> Given records:
....
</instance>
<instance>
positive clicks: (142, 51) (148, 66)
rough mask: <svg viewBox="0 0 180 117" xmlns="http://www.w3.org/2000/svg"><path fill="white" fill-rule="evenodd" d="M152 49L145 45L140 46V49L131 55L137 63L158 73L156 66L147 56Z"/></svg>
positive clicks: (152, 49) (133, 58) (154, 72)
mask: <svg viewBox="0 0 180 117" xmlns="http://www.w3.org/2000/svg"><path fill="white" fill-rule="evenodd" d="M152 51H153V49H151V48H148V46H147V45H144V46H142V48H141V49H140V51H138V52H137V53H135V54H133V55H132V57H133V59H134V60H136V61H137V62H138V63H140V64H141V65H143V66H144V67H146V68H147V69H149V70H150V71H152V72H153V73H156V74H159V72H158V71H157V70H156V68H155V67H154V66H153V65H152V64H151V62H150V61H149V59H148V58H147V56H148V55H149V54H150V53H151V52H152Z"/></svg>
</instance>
....
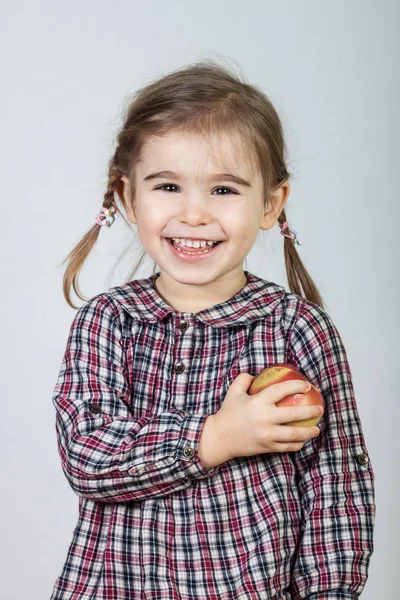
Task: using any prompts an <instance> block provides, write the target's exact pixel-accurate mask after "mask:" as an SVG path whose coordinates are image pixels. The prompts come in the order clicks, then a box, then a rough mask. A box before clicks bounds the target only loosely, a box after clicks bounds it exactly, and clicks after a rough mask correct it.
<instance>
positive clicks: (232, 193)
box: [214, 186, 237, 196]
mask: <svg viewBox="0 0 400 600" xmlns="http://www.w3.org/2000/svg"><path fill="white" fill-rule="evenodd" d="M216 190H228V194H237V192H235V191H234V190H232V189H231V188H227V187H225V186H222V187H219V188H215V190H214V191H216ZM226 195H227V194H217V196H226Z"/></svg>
....
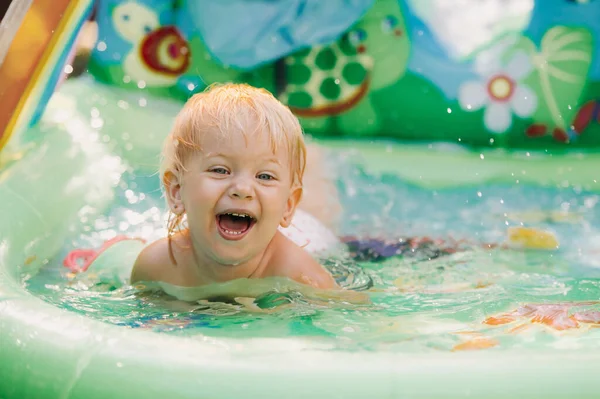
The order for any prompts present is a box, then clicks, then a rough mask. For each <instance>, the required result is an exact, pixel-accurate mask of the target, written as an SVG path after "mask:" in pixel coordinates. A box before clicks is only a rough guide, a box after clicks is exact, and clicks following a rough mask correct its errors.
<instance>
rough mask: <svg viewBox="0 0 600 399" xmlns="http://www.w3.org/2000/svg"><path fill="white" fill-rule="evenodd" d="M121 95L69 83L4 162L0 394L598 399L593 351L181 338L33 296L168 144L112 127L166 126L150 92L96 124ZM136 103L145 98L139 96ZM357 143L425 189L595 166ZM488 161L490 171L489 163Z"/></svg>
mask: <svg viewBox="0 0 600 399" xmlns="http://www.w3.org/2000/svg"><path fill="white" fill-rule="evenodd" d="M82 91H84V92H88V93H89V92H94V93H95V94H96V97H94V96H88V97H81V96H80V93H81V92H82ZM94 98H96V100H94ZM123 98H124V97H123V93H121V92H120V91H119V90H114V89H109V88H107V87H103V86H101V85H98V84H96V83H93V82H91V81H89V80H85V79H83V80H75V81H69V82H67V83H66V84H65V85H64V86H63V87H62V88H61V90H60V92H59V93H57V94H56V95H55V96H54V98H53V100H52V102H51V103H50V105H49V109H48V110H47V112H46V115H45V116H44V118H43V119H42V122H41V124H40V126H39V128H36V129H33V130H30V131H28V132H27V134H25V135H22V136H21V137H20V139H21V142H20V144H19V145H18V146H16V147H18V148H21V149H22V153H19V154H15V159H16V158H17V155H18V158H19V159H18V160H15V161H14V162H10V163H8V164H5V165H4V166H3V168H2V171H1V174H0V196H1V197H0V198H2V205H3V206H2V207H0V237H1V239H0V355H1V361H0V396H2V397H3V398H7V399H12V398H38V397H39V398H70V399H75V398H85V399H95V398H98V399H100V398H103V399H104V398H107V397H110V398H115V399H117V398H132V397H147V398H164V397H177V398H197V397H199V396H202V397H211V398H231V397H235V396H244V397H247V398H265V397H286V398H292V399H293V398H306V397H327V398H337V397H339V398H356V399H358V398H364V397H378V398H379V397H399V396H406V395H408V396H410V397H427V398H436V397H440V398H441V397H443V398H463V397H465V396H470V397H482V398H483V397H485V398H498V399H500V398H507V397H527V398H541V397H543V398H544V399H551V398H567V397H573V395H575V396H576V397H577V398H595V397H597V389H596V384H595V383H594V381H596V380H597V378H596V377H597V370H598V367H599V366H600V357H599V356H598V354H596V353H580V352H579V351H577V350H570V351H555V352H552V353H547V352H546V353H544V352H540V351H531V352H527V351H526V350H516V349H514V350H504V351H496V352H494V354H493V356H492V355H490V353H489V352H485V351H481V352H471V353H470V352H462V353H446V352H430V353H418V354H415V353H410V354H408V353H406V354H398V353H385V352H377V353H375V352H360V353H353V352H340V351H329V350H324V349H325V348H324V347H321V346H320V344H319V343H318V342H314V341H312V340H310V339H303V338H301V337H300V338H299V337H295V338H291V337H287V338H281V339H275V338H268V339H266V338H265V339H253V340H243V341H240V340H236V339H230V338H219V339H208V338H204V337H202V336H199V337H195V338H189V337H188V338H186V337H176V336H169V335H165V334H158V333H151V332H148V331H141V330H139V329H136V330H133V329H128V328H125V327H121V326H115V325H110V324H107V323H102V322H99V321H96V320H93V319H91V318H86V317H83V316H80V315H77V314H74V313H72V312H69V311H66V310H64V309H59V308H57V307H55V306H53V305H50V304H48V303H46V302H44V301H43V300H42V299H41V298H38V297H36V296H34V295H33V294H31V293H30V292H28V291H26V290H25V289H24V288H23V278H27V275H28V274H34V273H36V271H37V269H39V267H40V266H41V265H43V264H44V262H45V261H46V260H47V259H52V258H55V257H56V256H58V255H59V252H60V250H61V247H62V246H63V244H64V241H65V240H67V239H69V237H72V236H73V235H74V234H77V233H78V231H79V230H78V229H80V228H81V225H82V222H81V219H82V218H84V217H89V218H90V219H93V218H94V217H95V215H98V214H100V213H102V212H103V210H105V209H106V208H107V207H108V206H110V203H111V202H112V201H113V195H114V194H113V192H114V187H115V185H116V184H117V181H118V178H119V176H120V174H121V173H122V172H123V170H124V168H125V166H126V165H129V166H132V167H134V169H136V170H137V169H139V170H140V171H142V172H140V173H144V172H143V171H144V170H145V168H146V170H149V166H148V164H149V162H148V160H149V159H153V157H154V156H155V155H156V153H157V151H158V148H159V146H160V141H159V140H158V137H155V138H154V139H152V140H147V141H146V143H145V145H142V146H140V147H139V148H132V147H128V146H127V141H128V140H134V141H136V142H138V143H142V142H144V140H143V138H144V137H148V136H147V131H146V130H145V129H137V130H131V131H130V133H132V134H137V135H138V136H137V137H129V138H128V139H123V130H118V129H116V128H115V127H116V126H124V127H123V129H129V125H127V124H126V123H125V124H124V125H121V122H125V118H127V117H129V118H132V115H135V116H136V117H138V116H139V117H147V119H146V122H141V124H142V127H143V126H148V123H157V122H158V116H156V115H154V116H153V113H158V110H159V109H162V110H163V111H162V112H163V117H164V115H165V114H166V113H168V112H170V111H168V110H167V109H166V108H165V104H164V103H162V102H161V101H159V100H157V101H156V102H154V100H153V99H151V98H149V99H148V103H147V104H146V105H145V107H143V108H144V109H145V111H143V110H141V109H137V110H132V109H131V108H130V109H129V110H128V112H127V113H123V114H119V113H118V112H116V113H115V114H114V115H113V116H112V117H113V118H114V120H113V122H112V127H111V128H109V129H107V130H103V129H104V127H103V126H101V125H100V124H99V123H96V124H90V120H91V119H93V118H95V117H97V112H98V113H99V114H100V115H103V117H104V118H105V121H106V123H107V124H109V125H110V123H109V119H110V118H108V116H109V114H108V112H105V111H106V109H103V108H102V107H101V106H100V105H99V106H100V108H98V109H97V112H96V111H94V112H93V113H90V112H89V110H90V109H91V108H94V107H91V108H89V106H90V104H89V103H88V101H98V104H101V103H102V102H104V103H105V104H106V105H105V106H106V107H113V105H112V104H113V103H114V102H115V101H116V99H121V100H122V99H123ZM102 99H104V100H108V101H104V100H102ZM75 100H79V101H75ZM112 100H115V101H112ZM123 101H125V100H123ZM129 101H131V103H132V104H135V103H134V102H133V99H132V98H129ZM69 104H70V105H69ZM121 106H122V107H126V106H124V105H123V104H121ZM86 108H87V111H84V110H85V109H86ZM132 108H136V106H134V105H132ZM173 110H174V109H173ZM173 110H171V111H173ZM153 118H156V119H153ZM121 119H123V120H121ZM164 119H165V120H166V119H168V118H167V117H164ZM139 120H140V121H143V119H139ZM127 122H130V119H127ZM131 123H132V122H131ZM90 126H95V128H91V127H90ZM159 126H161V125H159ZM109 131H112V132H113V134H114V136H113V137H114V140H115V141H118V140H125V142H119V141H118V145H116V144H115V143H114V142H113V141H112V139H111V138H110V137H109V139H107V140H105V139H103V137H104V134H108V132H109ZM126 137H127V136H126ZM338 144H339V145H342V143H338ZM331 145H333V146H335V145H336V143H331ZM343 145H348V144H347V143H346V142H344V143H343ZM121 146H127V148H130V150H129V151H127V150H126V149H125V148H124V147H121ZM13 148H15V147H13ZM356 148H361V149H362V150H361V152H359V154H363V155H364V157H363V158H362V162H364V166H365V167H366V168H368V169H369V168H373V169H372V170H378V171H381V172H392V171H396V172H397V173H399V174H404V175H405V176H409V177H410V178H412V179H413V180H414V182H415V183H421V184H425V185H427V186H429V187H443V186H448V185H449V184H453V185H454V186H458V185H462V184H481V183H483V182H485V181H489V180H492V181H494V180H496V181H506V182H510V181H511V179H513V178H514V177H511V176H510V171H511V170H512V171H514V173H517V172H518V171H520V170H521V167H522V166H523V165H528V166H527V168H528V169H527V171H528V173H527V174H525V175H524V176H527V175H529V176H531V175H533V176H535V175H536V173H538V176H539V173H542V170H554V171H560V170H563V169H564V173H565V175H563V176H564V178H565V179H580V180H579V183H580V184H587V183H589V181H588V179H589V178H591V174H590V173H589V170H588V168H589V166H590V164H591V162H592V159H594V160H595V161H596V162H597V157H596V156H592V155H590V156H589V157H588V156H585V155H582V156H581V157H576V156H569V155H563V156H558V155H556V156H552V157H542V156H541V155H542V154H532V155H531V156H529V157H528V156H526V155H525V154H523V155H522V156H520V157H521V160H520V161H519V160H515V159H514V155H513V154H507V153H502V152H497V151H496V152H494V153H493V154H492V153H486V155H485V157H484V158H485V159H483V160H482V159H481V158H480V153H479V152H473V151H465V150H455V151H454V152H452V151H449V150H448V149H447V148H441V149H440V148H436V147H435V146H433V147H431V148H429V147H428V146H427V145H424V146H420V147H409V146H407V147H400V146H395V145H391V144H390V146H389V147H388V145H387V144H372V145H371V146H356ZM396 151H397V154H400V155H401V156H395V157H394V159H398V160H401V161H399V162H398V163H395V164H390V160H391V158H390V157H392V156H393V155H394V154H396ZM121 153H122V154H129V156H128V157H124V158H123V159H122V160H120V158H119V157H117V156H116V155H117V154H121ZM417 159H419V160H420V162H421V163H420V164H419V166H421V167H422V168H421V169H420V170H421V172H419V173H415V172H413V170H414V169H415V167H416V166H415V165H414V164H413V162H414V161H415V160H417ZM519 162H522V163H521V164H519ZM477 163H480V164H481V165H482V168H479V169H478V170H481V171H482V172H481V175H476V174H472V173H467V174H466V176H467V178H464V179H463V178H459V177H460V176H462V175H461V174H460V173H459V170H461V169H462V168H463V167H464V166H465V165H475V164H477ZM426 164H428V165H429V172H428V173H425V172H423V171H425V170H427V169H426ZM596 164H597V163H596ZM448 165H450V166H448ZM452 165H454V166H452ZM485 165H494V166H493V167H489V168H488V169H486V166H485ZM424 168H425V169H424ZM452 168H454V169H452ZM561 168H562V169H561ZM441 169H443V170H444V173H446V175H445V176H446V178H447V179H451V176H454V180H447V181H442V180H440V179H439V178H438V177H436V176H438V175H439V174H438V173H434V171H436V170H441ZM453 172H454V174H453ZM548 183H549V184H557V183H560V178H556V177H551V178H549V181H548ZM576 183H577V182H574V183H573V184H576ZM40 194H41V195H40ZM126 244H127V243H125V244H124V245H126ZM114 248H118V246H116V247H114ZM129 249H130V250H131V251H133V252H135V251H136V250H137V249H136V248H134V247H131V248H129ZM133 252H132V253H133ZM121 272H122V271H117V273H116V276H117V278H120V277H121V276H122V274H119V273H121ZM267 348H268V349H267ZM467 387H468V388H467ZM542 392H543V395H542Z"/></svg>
....
For the word "target", say how many lines of the data include it, with nothing else in the reply.

> Result: 2